WHAT THE TASK REQUIRES: Please copy out every one of the items below word for word, from the first to the last.

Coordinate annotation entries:
● ● ● ● ●

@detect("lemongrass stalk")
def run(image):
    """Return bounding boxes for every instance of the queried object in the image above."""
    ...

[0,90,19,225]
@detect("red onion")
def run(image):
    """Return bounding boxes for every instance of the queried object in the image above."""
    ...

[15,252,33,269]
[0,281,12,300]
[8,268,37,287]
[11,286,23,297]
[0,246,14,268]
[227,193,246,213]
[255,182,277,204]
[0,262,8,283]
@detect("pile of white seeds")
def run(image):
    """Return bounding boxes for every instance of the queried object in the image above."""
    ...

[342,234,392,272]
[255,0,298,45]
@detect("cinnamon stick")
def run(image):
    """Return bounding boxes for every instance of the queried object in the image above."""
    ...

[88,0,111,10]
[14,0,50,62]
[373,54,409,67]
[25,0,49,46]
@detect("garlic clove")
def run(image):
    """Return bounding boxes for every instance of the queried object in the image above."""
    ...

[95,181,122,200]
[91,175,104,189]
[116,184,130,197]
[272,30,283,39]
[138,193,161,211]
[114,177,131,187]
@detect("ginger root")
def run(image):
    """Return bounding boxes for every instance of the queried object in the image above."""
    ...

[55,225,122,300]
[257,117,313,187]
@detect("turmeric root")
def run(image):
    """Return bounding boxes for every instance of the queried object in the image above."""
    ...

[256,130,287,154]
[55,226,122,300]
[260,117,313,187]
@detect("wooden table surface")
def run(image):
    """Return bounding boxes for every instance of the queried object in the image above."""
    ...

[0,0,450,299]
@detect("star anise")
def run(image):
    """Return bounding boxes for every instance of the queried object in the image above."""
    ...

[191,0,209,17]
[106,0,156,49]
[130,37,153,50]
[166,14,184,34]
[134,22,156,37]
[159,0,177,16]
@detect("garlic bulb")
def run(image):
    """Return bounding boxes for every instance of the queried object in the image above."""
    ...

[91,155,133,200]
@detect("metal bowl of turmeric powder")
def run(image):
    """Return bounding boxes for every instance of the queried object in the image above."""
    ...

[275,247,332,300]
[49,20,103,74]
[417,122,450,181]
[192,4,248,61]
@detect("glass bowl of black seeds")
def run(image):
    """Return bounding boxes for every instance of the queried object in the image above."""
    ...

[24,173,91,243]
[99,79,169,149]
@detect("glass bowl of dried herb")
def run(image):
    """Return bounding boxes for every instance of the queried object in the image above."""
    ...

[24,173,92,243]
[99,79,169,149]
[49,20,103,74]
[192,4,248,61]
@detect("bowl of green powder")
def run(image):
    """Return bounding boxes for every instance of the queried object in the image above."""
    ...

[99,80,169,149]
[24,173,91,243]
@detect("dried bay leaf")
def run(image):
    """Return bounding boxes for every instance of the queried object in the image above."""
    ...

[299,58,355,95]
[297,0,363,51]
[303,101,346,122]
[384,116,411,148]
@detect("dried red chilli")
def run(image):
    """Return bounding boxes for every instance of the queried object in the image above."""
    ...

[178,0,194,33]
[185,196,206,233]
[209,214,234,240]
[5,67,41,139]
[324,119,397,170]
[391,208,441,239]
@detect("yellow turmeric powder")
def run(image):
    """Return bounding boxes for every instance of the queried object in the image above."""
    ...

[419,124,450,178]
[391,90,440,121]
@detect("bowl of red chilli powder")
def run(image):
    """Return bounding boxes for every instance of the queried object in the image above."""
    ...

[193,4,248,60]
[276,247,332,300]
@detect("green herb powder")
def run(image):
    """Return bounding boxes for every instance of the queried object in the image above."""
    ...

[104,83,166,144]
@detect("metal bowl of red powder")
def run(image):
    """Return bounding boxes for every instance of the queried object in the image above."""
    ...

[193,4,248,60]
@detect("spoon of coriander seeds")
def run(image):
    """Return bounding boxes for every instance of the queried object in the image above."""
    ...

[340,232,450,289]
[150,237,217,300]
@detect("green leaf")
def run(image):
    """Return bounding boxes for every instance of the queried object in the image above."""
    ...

● ● ● ● ●

RESPONSE BELOW:
@detect("lemongrass stalk")
def run(image):
    """Return bounding boxes for every instance of the queried object in the image above."""
    ...

[0,90,19,225]
@detect("red onion")
def run(image):
    """Return bounding boxes for every instance of the queried object in the image above."""
    ...

[15,252,33,269]
[0,281,12,300]
[8,268,37,287]
[11,286,23,297]
[0,246,14,268]
[227,193,246,213]
[255,182,277,204]
[0,262,8,283]
@detect("pile of white seeds")
def run(image):
    """Return bounding boxes for every instance of the queried object in the image above."""
    ...

[342,234,392,272]
[255,0,298,45]
@detect("cinnamon stick")
def run(image):
    """Return bounding boxes for every instance of the queried object in the image above."""
    ...

[88,0,111,10]
[14,0,50,62]
[373,54,409,67]
[25,0,49,46]
@detect("garlic clove")
def run(image):
    """Return bounding boxes for every instance of the queried object in the image above."""
    ...

[95,181,122,200]
[91,175,104,189]
[116,184,130,197]
[272,30,283,39]
[138,193,161,211]
[114,177,131,187]
@detect("ginger root")
def run(image):
    """Return bounding boxes for every instance of the queried object in the image above."""
    ...

[55,225,122,300]
[257,117,313,187]
@detect("turmeric root")
def run(image):
    """Return bounding boxes for every instance of the queried object in the image above."""
    ...

[256,130,287,154]
[55,226,122,300]
[260,117,313,187]
@detect("wooden table surface")
def run(image):
    """Return bounding boxes for every instance of the queried object in the image above."""
    ...

[0,0,450,299]
@detect("star anise")
def run(image):
    """Return bounding boxes for every instance of the queried object in the image above."""
    ...

[191,0,209,17]
[106,0,156,49]
[130,37,153,50]
[166,14,184,34]
[134,22,156,37]
[159,0,177,16]
@detect("garlic bulb")
def run(image):
    """Return bounding boxes for every instance of the queried object in the image above."""
    ...

[91,155,133,200]
@detect("metal bowl of turmeric powder")
def run(image):
    """Return bounding boxes for every instance of the queried object in the image above."""
    ...

[275,247,332,300]
[49,20,103,74]
[417,122,450,181]
[192,4,248,61]
@detect("glass bowl of black seeds")
def run(image):
    """Return bounding boxes for every instance of the queried object in the image above."""
    ...

[24,173,91,243]
[99,79,169,149]
@detect("glass bowl of dried herb")
def run(image):
    """Return bounding boxes for every instance of the queried object in the image above."""
    ...

[24,173,92,243]
[99,79,169,149]
[49,20,103,74]
[192,4,248,61]
@detect("bowl of green powder")
def run(image):
    """Return bounding boxes for every instance of the queried object in the image above."""
    ...

[99,80,169,149]
[24,173,91,243]
@detect("dried bay leaf")
def run(image):
    """Return bounding boxes for every instance of the queried object in the image above."""
    ...

[299,58,355,95]
[297,0,363,51]
[303,101,346,122]
[384,116,411,148]
@detect("dried red chilli")
def run(image):
    """Return bounding boxes for every instance of the queried object in the image above."""
    ...

[178,0,194,33]
[185,196,206,233]
[209,214,234,240]
[5,67,41,139]
[324,119,397,170]
[391,208,441,239]
@detect("yellow turmeric powder")
def run(image):
    """Return bounding boxes for every instance of the queried object in the image above."""
    ...

[419,124,450,178]
[391,90,440,121]
@detect("bowl of red chilli powder")
def run(image):
    """Return bounding boxes for every instance of the queried object in the image above."""
    ...

[193,4,248,60]
[276,247,332,300]
@detect("green herb powder")
def run(image):
    """Return bounding boxes for every instance of the queried object in the image above."""
    ...

[104,83,166,144]
@detect("metal bowl of red powder")
def run(image):
    """Return bounding boxes for every instance of the queried object in the image above."""
    ...

[193,4,248,60]
@detect("spoon of coriander seeds")
def run(image):
    """Return bounding boxes for every instance of the queried object in the image above."""
    ...

[340,232,450,289]
[150,237,217,300]
@detect("green leaf")
def run(image):
    """Return bounding boxes for every instance of the queried object in the image above."""
    ...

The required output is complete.